#### Direction
Copy word for word the stretch of the records from their start through the line that contains "column 238, row 152", including that line.

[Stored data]
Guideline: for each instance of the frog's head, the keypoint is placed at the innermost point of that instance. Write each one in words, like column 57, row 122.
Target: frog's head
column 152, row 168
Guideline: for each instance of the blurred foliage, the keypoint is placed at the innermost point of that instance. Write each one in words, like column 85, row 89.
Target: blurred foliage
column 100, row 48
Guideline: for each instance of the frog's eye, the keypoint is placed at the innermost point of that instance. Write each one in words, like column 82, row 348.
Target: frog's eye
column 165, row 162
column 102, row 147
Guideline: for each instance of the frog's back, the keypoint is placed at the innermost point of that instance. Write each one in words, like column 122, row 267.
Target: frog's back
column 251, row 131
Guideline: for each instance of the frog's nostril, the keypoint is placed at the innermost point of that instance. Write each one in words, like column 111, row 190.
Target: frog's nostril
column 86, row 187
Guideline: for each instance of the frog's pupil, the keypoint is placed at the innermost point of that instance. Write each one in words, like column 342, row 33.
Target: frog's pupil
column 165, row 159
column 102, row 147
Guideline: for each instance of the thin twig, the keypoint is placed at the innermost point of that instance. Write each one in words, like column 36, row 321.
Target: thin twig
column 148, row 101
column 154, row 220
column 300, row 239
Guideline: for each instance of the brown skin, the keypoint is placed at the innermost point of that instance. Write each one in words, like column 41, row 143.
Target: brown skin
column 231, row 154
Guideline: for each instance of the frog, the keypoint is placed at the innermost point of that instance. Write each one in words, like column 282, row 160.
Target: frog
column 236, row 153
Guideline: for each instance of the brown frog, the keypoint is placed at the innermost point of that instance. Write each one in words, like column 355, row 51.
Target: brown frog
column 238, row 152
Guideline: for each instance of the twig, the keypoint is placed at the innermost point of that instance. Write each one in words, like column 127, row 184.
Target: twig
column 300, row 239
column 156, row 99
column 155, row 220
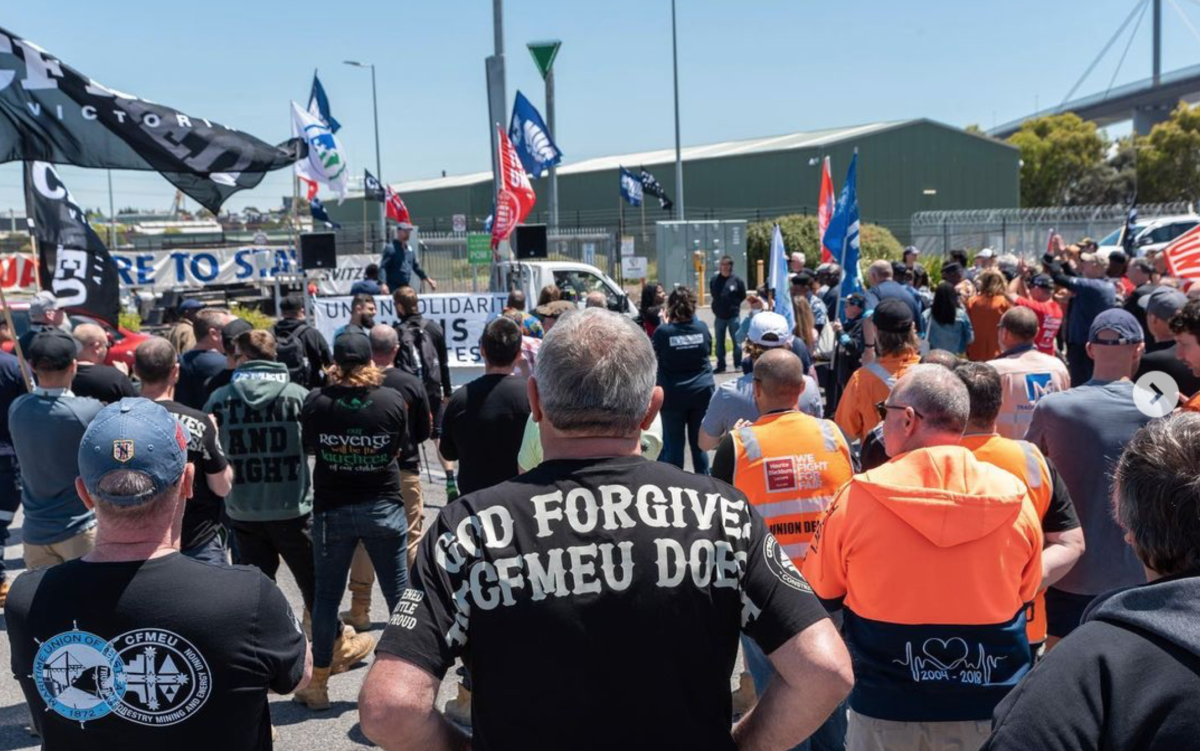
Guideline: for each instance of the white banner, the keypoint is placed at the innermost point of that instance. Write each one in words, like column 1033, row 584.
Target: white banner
column 162, row 270
column 462, row 317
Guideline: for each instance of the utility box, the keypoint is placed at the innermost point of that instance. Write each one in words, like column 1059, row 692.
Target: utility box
column 679, row 241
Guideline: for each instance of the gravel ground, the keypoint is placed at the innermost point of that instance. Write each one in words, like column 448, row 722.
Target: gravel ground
column 299, row 728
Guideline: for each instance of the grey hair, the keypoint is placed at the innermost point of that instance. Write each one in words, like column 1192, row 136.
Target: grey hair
column 129, row 484
column 937, row 394
column 1157, row 493
column 383, row 340
column 595, row 374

#### The answer
Guideline: for each instance of the frog's head, the keypoint is placed at the innermost point of that instance. Write each one in words, like column 57, row 122.
Target: frog's head
column 152, row 168
Guideline: for each instance of the blurred foliage, the keypoint is placed at the innermost point of that instance. Write each one in words, like column 85, row 89.
Target: blurred foliage
column 100, row 48
Guideline: for each instance of the frog's eye, the keypoint is placed at the innermost point of that instance. Write each one in words, like column 82, row 348.
Target: frog's eye
column 165, row 162
column 102, row 147
Guideline: for each instance of the frog's back, the keypoint is placed at the innermost point of that instance. Write each one in words, like column 122, row 267.
Target: frog's back
column 251, row 131
Guideline: for each instance of the frog's nostril, the keypoint is placed at the innermost point of that instance. Write each one in words, like column 111, row 190.
Target: frog's nostril
column 86, row 187
Guideline: for each instance of the frog's pupil, the keypoint is placed at the innermost point of that instance. Write each one in words, like column 342, row 33.
Target: frog's pupil
column 165, row 159
column 102, row 147
Guideline: for each instance of the thin twig, the keypoint is placed at the innermost point of that instance. Write each one in words, like column 36, row 321.
Target: thin twig
column 148, row 101
column 154, row 220
column 300, row 239
Guideline: for each instance of the brown skin, the keypoint is placed at the innermost point of that instance. Write each one in words, like column 41, row 143.
Target: brown skin
column 231, row 154
Guideline: for each instance of the frog, the keypoint is placed at the innermost point of that instance. Write each one in words, like column 282, row 160.
Target: frog
column 236, row 153
Guideline: for each instance of the brown frog, the keypoint is placed at the innermost point of that instance. Write each one in words, like column 355, row 51.
Target: brown frog
column 238, row 152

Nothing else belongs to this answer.